About disconnecting the board:
I was able to disconnect one side completely - The side that has 4 sets of white and blue wires. I used the needle nose pliers to pull them off.
Your picture(5th from top) has similar connections at the top of the picture, but it appears the wires are white(or yellow)-red, white-black).
These are the wires that go through the metal cover.

The other one, which looks like a ribbon(bunch of wires) on the opposite side of the board is soldered on and it can't be removed (or at least it seems so).

This is my first time with a project of this nature, so it helped that I was able to disconnect one side completely and flip the board over.

Unfortunately, I was not organized enough to take pictures like you did.

Thank you for the awesome instructions and pictures.

mentor46 said...

::::::::::

Aim A →
Could you duplicate the stretch of the comment about disconnecting the board from "Your picture(5th from" through "mentor46 said..."?
The records below have no connection to the comment about disconnecting the board.

Coordinate annotation records →

::::::::::

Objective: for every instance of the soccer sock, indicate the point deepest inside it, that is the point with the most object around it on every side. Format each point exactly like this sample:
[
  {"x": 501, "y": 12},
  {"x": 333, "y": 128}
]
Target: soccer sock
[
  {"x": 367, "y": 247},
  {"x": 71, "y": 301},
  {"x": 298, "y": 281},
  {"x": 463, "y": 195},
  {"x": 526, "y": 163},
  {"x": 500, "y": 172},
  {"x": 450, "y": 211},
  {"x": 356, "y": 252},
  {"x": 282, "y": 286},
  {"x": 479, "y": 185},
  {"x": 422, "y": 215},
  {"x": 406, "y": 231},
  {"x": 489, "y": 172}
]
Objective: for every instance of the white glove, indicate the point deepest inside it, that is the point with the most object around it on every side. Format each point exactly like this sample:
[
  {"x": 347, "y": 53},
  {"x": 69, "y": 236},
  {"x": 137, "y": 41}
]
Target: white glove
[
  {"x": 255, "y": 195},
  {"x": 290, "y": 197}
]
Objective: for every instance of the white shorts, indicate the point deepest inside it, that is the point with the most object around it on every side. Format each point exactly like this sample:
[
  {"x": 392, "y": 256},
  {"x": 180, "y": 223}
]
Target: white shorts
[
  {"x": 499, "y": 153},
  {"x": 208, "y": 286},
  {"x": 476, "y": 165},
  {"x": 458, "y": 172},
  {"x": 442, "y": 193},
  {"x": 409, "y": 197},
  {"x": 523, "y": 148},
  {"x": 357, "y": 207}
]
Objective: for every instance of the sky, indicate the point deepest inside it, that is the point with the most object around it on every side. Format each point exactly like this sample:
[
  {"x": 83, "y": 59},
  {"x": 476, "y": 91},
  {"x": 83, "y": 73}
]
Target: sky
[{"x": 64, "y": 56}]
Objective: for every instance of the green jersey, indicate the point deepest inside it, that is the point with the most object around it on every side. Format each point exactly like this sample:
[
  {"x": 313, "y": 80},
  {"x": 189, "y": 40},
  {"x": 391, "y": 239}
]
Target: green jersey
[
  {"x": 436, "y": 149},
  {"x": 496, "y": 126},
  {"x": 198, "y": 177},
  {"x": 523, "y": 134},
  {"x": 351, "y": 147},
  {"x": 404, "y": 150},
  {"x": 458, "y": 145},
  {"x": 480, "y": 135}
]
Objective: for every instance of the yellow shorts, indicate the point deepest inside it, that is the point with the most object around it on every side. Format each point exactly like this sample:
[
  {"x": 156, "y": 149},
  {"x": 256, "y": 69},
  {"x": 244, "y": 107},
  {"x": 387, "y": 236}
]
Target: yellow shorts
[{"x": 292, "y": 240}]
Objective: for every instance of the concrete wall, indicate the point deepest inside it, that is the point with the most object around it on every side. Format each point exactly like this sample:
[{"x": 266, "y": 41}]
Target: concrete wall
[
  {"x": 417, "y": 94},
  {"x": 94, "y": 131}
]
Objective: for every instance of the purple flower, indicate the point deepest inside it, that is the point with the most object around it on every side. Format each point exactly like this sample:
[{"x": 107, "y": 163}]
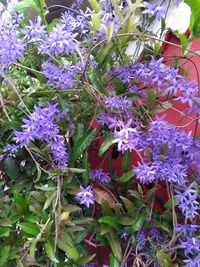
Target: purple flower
[
  {"x": 58, "y": 77},
  {"x": 86, "y": 196},
  {"x": 118, "y": 103},
  {"x": 60, "y": 41},
  {"x": 158, "y": 10},
  {"x": 42, "y": 124},
  {"x": 188, "y": 203},
  {"x": 127, "y": 137},
  {"x": 99, "y": 176},
  {"x": 35, "y": 31},
  {"x": 124, "y": 235},
  {"x": 193, "y": 262},
  {"x": 11, "y": 46},
  {"x": 146, "y": 173}
]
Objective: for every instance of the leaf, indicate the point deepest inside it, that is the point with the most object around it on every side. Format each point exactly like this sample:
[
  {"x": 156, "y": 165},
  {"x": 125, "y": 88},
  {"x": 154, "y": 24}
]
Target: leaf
[
  {"x": 195, "y": 17},
  {"x": 50, "y": 252},
  {"x": 4, "y": 255},
  {"x": 151, "y": 99},
  {"x": 114, "y": 262},
  {"x": 126, "y": 160},
  {"x": 86, "y": 167},
  {"x": 112, "y": 221},
  {"x": 29, "y": 228},
  {"x": 110, "y": 31},
  {"x": 33, "y": 248},
  {"x": 95, "y": 6},
  {"x": 183, "y": 39},
  {"x": 49, "y": 200},
  {"x": 101, "y": 195},
  {"x": 82, "y": 144},
  {"x": 126, "y": 177},
  {"x": 115, "y": 245},
  {"x": 11, "y": 168},
  {"x": 71, "y": 252},
  {"x": 76, "y": 170},
  {"x": 137, "y": 225},
  {"x": 26, "y": 4},
  {"x": 164, "y": 259},
  {"x": 64, "y": 215},
  {"x": 128, "y": 204},
  {"x": 105, "y": 145},
  {"x": 4, "y": 231},
  {"x": 96, "y": 22},
  {"x": 171, "y": 203}
]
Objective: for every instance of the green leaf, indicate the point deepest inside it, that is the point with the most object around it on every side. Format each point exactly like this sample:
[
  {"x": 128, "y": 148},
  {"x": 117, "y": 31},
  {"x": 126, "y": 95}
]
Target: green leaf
[
  {"x": 164, "y": 259},
  {"x": 95, "y": 6},
  {"x": 112, "y": 221},
  {"x": 71, "y": 252},
  {"x": 110, "y": 30},
  {"x": 33, "y": 248},
  {"x": 126, "y": 177},
  {"x": 171, "y": 203},
  {"x": 115, "y": 245},
  {"x": 126, "y": 160},
  {"x": 29, "y": 228},
  {"x": 138, "y": 223},
  {"x": 82, "y": 144},
  {"x": 114, "y": 262},
  {"x": 151, "y": 99},
  {"x": 4, "y": 231},
  {"x": 76, "y": 170},
  {"x": 49, "y": 200},
  {"x": 106, "y": 144},
  {"x": 86, "y": 174},
  {"x": 50, "y": 252},
  {"x": 26, "y": 4},
  {"x": 195, "y": 17},
  {"x": 4, "y": 255},
  {"x": 11, "y": 168},
  {"x": 183, "y": 39},
  {"x": 96, "y": 22}
]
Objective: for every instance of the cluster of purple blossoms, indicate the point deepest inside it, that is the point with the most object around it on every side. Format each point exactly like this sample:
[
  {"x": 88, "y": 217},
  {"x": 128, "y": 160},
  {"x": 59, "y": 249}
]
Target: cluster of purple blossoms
[
  {"x": 100, "y": 176},
  {"x": 59, "y": 41},
  {"x": 34, "y": 32},
  {"x": 158, "y": 10},
  {"x": 163, "y": 80},
  {"x": 86, "y": 196},
  {"x": 11, "y": 46},
  {"x": 188, "y": 202},
  {"x": 142, "y": 238},
  {"x": 189, "y": 243},
  {"x": 42, "y": 124},
  {"x": 120, "y": 103},
  {"x": 172, "y": 153},
  {"x": 127, "y": 136},
  {"x": 61, "y": 78}
]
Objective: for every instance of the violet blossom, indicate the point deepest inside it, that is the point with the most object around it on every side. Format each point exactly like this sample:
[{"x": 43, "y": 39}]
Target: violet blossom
[{"x": 86, "y": 196}]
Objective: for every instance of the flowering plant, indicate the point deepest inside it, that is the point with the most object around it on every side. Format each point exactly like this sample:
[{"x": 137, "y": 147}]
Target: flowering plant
[{"x": 73, "y": 103}]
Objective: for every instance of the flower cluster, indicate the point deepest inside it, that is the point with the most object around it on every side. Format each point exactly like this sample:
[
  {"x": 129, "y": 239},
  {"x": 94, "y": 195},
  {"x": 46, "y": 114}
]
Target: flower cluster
[
  {"x": 61, "y": 78},
  {"x": 100, "y": 176},
  {"x": 11, "y": 46},
  {"x": 42, "y": 125},
  {"x": 86, "y": 196},
  {"x": 188, "y": 202}
]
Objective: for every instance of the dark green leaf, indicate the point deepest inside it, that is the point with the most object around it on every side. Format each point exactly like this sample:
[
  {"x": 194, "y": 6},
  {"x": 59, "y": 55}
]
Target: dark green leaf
[
  {"x": 125, "y": 177},
  {"x": 112, "y": 221},
  {"x": 106, "y": 144},
  {"x": 82, "y": 144},
  {"x": 50, "y": 252},
  {"x": 29, "y": 228}
]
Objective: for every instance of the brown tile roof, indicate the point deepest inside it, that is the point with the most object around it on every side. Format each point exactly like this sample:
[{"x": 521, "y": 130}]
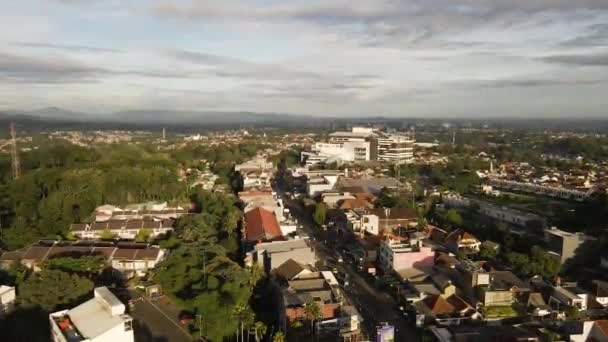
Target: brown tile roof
[
  {"x": 602, "y": 325},
  {"x": 115, "y": 225},
  {"x": 152, "y": 224},
  {"x": 135, "y": 224},
  {"x": 438, "y": 305},
  {"x": 349, "y": 204},
  {"x": 78, "y": 226},
  {"x": 147, "y": 254},
  {"x": 99, "y": 225},
  {"x": 168, "y": 223},
  {"x": 458, "y": 235},
  {"x": 395, "y": 213},
  {"x": 36, "y": 253},
  {"x": 124, "y": 253},
  {"x": 261, "y": 224}
]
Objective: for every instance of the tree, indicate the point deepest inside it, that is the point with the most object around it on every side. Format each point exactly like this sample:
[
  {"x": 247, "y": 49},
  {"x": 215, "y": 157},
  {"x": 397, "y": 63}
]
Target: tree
[
  {"x": 279, "y": 337},
  {"x": 385, "y": 199},
  {"x": 259, "y": 330},
  {"x": 313, "y": 313},
  {"x": 83, "y": 265},
  {"x": 320, "y": 214},
  {"x": 52, "y": 289},
  {"x": 143, "y": 235},
  {"x": 106, "y": 234},
  {"x": 453, "y": 218}
]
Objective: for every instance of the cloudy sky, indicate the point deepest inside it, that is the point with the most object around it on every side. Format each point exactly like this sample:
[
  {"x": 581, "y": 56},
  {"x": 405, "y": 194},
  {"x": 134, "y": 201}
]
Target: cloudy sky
[{"x": 321, "y": 57}]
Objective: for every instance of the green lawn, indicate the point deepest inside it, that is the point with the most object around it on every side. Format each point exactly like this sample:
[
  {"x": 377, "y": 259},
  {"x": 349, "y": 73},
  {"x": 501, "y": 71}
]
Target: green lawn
[{"x": 500, "y": 311}]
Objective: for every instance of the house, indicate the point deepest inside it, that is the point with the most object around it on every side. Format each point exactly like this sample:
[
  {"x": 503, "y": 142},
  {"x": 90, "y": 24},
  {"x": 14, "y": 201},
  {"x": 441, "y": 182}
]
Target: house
[
  {"x": 128, "y": 259},
  {"x": 567, "y": 296},
  {"x": 290, "y": 269},
  {"x": 461, "y": 241},
  {"x": 261, "y": 225},
  {"x": 7, "y": 299},
  {"x": 537, "y": 306},
  {"x": 268, "y": 200},
  {"x": 586, "y": 331},
  {"x": 503, "y": 289},
  {"x": 376, "y": 221},
  {"x": 271, "y": 255},
  {"x": 396, "y": 255},
  {"x": 600, "y": 291},
  {"x": 451, "y": 310},
  {"x": 151, "y": 211},
  {"x": 102, "y": 318},
  {"x": 469, "y": 333},
  {"x": 319, "y": 287},
  {"x": 123, "y": 229},
  {"x": 563, "y": 244}
]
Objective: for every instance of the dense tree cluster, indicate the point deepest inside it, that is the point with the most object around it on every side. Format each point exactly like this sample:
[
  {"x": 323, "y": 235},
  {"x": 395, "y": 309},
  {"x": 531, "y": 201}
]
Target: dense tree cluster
[{"x": 200, "y": 274}]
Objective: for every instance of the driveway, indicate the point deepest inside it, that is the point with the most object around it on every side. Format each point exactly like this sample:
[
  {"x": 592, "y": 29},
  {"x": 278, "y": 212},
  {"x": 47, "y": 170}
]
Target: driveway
[{"x": 157, "y": 321}]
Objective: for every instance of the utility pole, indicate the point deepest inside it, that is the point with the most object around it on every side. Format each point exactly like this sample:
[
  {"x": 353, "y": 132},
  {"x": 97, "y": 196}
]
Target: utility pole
[{"x": 15, "y": 153}]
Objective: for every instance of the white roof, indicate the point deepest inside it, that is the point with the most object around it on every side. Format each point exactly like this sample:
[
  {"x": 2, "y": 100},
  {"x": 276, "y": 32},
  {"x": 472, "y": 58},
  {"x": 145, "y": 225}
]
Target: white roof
[
  {"x": 94, "y": 317},
  {"x": 281, "y": 246}
]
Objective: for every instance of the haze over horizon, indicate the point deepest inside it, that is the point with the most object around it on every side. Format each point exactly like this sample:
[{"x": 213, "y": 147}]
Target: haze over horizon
[{"x": 477, "y": 58}]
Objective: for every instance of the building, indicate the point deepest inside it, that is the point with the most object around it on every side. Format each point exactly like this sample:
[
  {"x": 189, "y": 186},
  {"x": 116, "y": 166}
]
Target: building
[
  {"x": 7, "y": 299},
  {"x": 451, "y": 310},
  {"x": 563, "y": 244},
  {"x": 362, "y": 144},
  {"x": 122, "y": 229},
  {"x": 462, "y": 241},
  {"x": 263, "y": 199},
  {"x": 378, "y": 221},
  {"x": 540, "y": 190},
  {"x": 261, "y": 225},
  {"x": 565, "y": 296},
  {"x": 150, "y": 211},
  {"x": 396, "y": 148},
  {"x": 399, "y": 255},
  {"x": 469, "y": 333},
  {"x": 503, "y": 289},
  {"x": 128, "y": 259},
  {"x": 100, "y": 319},
  {"x": 271, "y": 255},
  {"x": 319, "y": 287}
]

::::::::::

Aim B →
Which lines of the records contain the word "utility"? Show each of them.

Exercise response A →
Your picture(5th from top) has similar connections at the top of the picture, but it appears the wires are white(or yellow)-red, white-black).
These are the wires that go through the metal cover.

The other one, which looks like a ribbon(bunch of wires) on the opposite side of the board is soldered on and it can't be removed (or at least it seems so).

This is my first time with a project of this nature, so it helped that I was able to disconnect one side completely and flip the board over.

Unfortunately, I was not organized enough to take pictures like you did.

Thank you for the awesome instructions and pictures.

mentor46 said...

Exercise response B →
Objective: for every instance of the utility pole, indicate the point deepest inside it, that is the point with the most object around it on every side. Format each point exactly like this sample:
Target: utility pole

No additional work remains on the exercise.